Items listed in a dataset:
»»
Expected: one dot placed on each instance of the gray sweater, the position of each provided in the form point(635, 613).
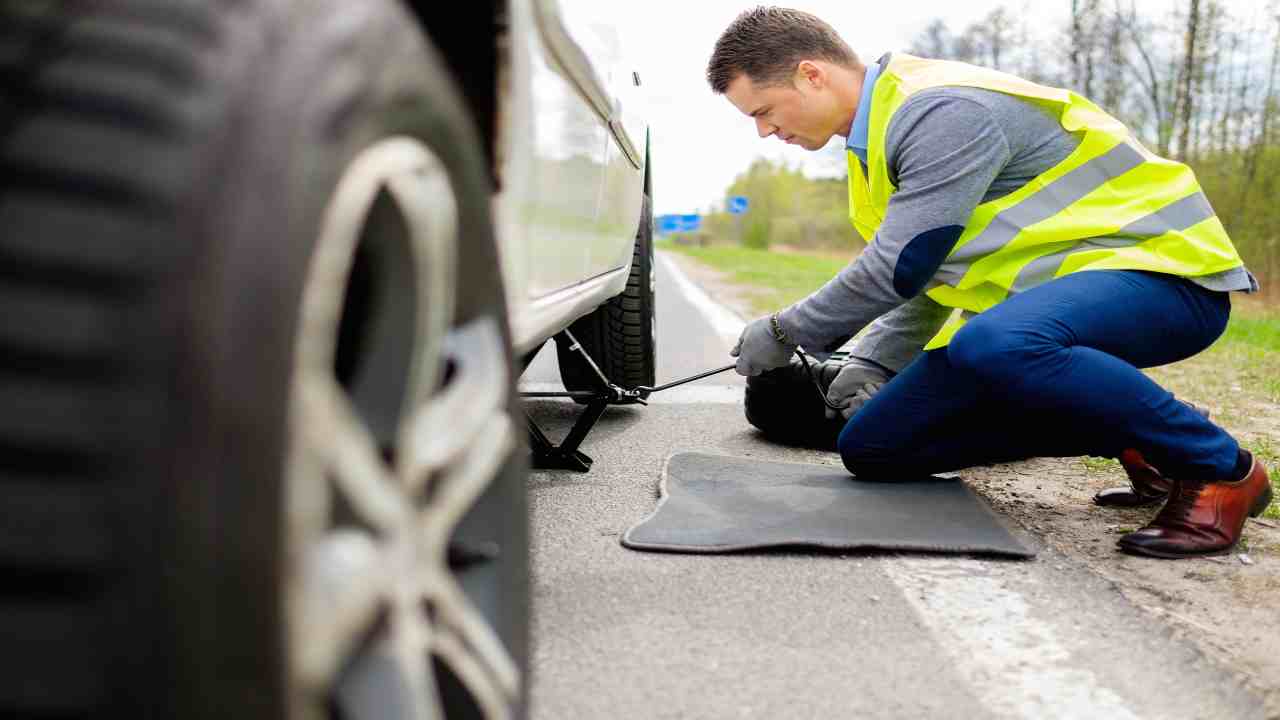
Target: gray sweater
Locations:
point(949, 150)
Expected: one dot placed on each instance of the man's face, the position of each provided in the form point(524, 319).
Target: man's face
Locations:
point(799, 113)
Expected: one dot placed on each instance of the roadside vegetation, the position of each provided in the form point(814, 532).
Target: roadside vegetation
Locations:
point(1242, 369)
point(1197, 81)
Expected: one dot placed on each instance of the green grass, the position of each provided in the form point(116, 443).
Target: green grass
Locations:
point(1252, 343)
point(780, 278)
point(1098, 464)
point(1249, 343)
point(1269, 454)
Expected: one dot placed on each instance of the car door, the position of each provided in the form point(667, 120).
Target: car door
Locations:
point(586, 37)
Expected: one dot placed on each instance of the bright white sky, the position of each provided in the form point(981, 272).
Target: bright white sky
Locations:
point(700, 142)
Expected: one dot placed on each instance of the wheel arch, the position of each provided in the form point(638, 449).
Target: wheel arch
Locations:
point(469, 39)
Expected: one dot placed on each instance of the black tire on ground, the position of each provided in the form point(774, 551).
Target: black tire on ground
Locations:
point(621, 335)
point(787, 409)
point(165, 167)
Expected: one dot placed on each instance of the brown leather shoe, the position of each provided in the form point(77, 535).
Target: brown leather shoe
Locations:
point(1202, 518)
point(1146, 484)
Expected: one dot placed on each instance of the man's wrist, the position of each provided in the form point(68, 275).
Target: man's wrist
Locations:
point(778, 333)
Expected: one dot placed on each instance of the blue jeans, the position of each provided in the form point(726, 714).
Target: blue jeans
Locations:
point(1052, 372)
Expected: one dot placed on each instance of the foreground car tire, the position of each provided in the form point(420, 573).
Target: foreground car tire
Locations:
point(256, 392)
point(621, 335)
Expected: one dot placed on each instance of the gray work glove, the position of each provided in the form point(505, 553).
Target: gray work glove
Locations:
point(759, 349)
point(855, 383)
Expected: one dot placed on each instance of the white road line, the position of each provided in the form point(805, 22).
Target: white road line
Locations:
point(726, 323)
point(1014, 661)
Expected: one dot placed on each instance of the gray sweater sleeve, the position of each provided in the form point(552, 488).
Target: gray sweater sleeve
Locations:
point(896, 337)
point(944, 150)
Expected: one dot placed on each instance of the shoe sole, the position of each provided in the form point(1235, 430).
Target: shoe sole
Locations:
point(1258, 506)
point(1146, 504)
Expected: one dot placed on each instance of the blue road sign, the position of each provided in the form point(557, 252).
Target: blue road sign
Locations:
point(668, 224)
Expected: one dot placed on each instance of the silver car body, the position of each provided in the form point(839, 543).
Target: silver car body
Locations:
point(572, 153)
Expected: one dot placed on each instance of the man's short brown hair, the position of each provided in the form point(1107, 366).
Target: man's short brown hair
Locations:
point(767, 44)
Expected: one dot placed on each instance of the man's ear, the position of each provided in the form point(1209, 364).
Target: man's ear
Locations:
point(810, 73)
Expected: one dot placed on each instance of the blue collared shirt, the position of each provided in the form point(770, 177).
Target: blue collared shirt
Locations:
point(863, 117)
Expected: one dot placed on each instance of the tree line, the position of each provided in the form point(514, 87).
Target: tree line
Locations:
point(1196, 83)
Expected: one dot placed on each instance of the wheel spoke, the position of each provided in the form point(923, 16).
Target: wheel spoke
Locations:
point(456, 419)
point(493, 700)
point(456, 614)
point(352, 455)
point(361, 633)
point(430, 212)
point(343, 580)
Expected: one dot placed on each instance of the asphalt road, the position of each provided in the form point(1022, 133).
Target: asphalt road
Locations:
point(629, 634)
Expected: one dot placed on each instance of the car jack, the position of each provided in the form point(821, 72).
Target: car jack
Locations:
point(566, 455)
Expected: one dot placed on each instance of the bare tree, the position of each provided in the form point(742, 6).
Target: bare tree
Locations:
point(935, 41)
point(1185, 101)
point(1146, 73)
point(1084, 24)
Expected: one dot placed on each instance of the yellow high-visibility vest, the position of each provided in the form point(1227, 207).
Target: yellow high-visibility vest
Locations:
point(1111, 204)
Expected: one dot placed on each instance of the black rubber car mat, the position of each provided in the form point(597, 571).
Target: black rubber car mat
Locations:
point(721, 504)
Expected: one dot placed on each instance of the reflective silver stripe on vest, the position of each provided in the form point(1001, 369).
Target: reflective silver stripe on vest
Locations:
point(1046, 203)
point(1176, 215)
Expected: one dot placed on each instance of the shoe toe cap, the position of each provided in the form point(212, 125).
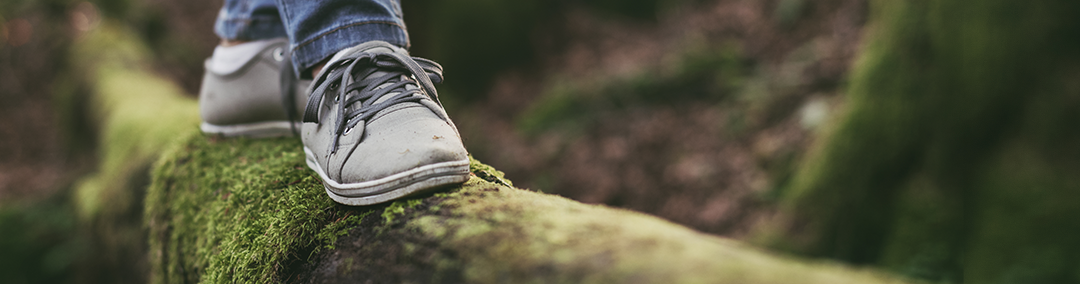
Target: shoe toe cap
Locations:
point(400, 146)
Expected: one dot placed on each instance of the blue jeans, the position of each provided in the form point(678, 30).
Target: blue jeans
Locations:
point(315, 29)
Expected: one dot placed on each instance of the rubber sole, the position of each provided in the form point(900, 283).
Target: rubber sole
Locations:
point(393, 187)
point(258, 130)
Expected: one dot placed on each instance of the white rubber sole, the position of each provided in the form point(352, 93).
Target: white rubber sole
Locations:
point(258, 130)
point(413, 181)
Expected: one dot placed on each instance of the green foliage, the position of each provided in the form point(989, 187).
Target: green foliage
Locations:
point(40, 242)
point(955, 158)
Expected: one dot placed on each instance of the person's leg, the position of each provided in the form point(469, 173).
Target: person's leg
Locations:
point(240, 93)
point(243, 21)
point(319, 29)
point(373, 129)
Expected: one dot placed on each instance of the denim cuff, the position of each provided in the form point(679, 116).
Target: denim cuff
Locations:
point(308, 53)
point(250, 28)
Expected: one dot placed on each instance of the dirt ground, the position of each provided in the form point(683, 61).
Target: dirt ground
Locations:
point(689, 161)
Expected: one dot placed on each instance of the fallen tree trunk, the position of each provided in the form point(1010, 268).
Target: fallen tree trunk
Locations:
point(250, 211)
point(240, 211)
««
■ **TASK PROMPT**
Using the entries above, output exactly the lines between the line holding "Expected: one dot placed on each instance of the tree" and the line holding "Target: wheel spoke", end lines included, and nothing more.

■ **RESPONSE BELOW**
Expected: one dot placed on each instance of the tree line, the position of each provided in the form point(514, 87).
Target: tree line
Locations:
point(1196, 83)
Expected: one dot placed on each instance of the wheel spoke, the position of each provided in the form point(923, 16).
Target: wheel spoke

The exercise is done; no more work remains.